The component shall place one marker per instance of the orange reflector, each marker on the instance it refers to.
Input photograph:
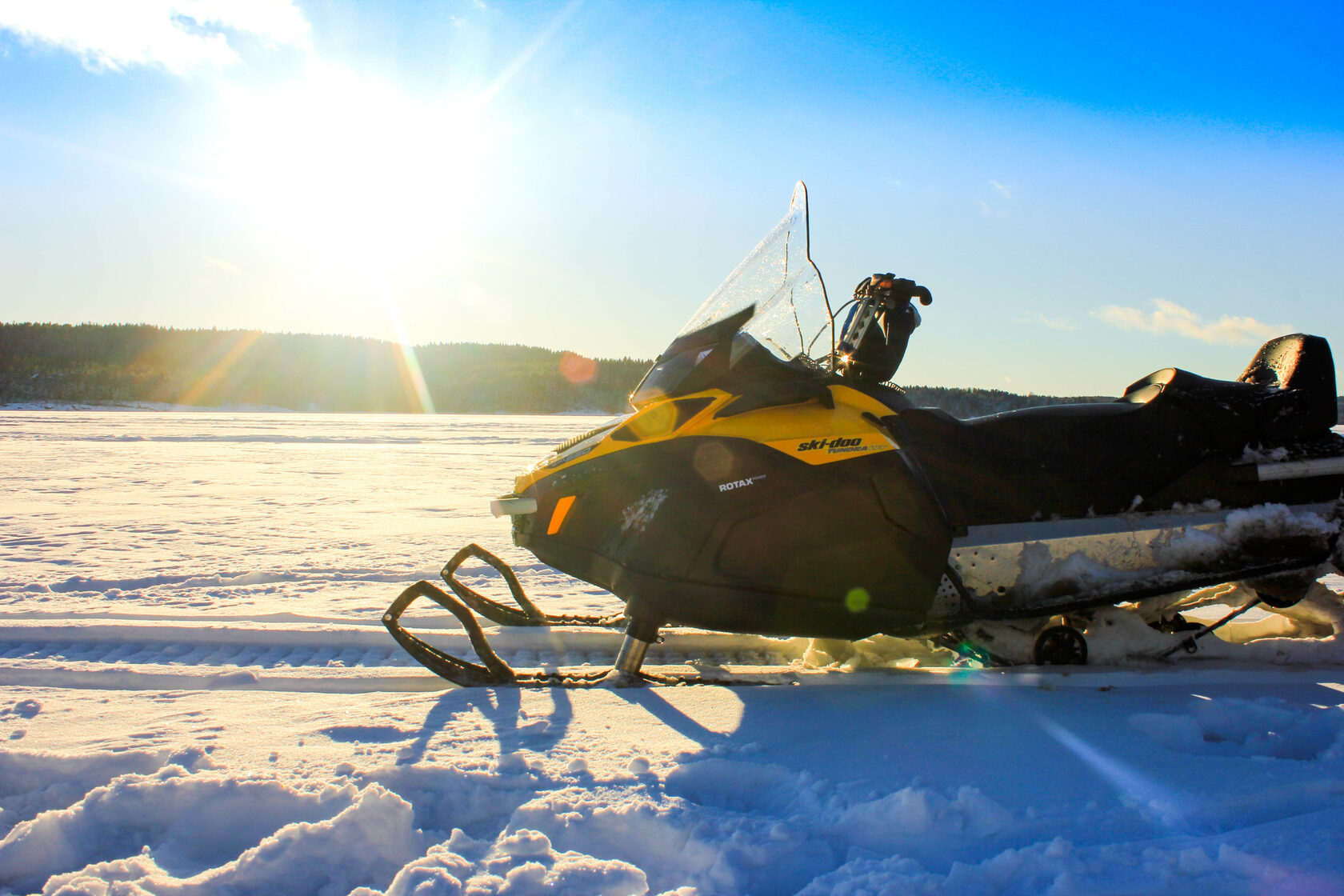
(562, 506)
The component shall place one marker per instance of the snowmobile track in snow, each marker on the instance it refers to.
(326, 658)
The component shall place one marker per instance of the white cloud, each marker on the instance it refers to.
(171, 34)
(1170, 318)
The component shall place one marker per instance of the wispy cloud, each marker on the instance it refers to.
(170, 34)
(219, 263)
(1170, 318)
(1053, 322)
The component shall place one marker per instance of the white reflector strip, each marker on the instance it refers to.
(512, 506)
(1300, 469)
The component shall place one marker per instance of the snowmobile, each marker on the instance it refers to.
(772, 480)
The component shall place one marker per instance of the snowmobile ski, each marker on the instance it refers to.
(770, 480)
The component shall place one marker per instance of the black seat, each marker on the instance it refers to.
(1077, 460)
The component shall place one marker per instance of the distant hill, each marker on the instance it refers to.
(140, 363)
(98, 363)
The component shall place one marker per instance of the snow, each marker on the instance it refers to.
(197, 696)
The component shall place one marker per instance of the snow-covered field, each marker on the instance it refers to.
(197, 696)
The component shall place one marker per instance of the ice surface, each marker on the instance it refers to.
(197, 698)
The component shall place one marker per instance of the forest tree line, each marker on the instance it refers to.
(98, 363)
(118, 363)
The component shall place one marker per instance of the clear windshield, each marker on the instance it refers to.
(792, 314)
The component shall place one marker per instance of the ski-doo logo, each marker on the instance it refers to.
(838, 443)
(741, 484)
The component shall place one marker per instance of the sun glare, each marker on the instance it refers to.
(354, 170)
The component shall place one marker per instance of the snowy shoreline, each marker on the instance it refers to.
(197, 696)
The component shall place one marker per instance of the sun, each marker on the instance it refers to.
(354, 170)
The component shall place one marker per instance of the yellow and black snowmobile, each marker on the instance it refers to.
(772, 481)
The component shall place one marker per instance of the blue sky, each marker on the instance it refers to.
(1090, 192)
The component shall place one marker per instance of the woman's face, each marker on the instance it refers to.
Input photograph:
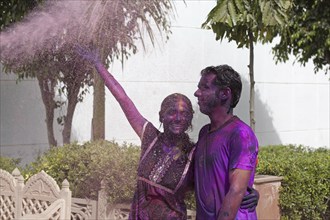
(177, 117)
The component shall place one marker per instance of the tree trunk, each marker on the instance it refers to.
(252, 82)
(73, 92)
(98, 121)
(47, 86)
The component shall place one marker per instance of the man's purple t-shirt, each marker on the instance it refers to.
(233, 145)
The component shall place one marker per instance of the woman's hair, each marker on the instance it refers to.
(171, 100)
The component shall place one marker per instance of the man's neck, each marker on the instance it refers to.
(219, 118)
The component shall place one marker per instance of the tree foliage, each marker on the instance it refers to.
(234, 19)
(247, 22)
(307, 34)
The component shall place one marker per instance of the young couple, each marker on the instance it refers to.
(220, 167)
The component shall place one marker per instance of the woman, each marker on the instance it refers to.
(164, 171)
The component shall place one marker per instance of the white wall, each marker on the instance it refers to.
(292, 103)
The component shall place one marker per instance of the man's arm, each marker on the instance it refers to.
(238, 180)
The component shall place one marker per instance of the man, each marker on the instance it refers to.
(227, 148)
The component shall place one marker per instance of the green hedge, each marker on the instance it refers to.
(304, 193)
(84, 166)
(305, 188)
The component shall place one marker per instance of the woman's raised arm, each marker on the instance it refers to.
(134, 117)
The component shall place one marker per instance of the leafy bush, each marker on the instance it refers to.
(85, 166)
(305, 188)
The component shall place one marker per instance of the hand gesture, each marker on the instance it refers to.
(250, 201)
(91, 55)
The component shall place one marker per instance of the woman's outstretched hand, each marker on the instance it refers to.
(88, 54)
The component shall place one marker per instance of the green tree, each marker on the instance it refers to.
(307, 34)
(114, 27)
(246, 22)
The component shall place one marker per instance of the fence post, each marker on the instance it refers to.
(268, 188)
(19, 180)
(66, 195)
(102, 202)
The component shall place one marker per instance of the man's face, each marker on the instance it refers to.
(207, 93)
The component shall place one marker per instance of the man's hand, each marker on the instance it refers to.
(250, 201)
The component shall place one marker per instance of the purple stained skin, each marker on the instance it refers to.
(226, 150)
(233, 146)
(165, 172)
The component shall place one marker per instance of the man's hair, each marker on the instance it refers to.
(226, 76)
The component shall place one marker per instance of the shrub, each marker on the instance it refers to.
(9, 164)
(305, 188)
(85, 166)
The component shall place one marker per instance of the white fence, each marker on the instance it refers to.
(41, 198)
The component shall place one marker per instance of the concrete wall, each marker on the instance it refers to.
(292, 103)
· · · ·
_Goal of the exercise_:
Copy the whole listing above word for word, omitting the pictures.

_Exercise response_:
The component shall place one marker per instance of the orange reflector, each marker on the instance it refers to.
Input photograph:
(562, 506)
The component shall place one marker per instance of the snowmobile track in snow, each marker on the instance it refers to.
(326, 658)
The component shall place one marker per instance of the white cloud, each marker on the instance it refers to.
(171, 34)
(1170, 318)
The component shall place one marker per instance of the wispy cloud, each marker on the instance it refers to.
(170, 34)
(219, 263)
(1170, 318)
(1053, 322)
The component shall place one marker per instance of the white reflector strip, each marker on the instance it refers to.
(512, 506)
(1300, 469)
The component shall place one marker per instance of the snowmobile, each marker on the instance it refers to.
(772, 480)
The component shall place one marker per instance of the snowmobile ski, each marker on the instance it refers to.
(770, 480)
The component shall place one marker per instance of the black seat, each marker on the instance it refers to.
(1077, 460)
The component shall place one marker per instance of the distant hill, each marker on the instance it refers to.
(140, 363)
(98, 363)
The component shall place one marker per instance of the snow, each marker on the instance it refers to.
(197, 696)
The component shall place one marker per instance of the snow-covered field, each marker on the instance it refers to.
(197, 696)
The component shall place one marker per instance of the ice surface, each marker on the instance it refers to.
(197, 698)
The component shall place one marker per instance of the forest tree line, each marker on the instance it refers to.
(98, 363)
(118, 363)
The component shall place one marker per instance of the clear windshield, each marker on the instance it refers to.
(792, 314)
The component shall place one marker per instance of the ski-doo logo, each marker on the instance it refers to.
(838, 443)
(741, 484)
The component shall place one marker per instance of the sun glare, each marker on the instance it refers to.
(354, 170)
The component shall place one marker per instance of the snowy shoreline, each marker on the instance it refers to.
(197, 696)
The component shall place one marker per instance of the sun, each marker on the instance it refers to.
(354, 170)
The component shall place one marker per instance of the yellow and black snowmobile, each marker on the instance it refers to.
(772, 481)
The component shall place one marker per instance of the blue sky, each marker on the instance it refers to.
(1090, 192)
The component shall place one marker per instance of the woman's face, each marker on the instance it refers to.
Input photograph:
(177, 117)
The component shall place one marker per instance of the tree trunk, each marker on the instance it refers to.
(252, 82)
(73, 92)
(98, 121)
(47, 86)
The component shall place one marker per instance of the man's purple t-shirt, each marker on the instance it refers to.
(233, 145)
The component shall place one marker per instance of the woman's hair, each marker on the instance it refers to.
(171, 100)
The component shall place one marker per instance of the man's neck, each marker on the instance it refers to.
(219, 118)
The component shall place one marker per instance of the tree foliage, each marker on the instance it refers to.
(234, 19)
(247, 22)
(307, 34)
The component shall place one marker per instance of the young couple, each marker on the instance it refers to.
(220, 167)
The component shall place one marker per instance of the woman, each marker on the instance it refers to.
(164, 171)
The component shall place one marker per instance of the white wall, each marker on the instance it refers to.
(292, 103)
The component shall place one marker per instance of the man's arm, each marker on the instance it refers to.
(238, 180)
The component shall place one marker per instance of the man, each marker on the instance it refers to.
(227, 148)
The component shall place one marker per instance of the green hedge, each marker on the instance it refers to.
(304, 193)
(84, 166)
(305, 188)
The component shall place one marker per instance of the woman's raised arm, each marker on the instance it refers to.
(134, 117)
The component shall place one marker per instance of the leafy bush, each marker on the instance it refers to.
(85, 166)
(305, 188)
The component shall place one marker per instance of the hand gesture, each marker on the instance it refers to.
(250, 201)
(91, 55)
The component shall place one marker per instance of the woman's outstretched hand, each marker on the instance it refers to.
(88, 54)
The component shall place one marker per instance of the green tree, each marker on the instance it refers to.
(307, 34)
(114, 27)
(246, 22)
The component shall place one marker per instance of the fence post, each marker on the instance it refers to.
(268, 188)
(19, 180)
(66, 195)
(102, 202)
The component shall place one marker per instance of the man's face, each marker on the instance it refers to.
(207, 93)
The component shall place one marker per instance of the man's hand, each marker on the instance it refers to.
(250, 201)
The component shall place one marker per instance of the purple stained skin, each marker on the instance it refers to.
(226, 150)
(233, 146)
(165, 172)
The component shall place one marker per instance of the man's hair, each marker on the instance it refers to.
(226, 76)
The component shall place one marker per instance of the shrub, each marker on the instance it refers to.
(9, 164)
(305, 188)
(85, 166)
The component shall place one marker per instance of the white fence, each marker on the instance it refers to.
(41, 198)
The component shall place one marker per instance of the concrete wall, each marker on the instance it refers to.
(292, 103)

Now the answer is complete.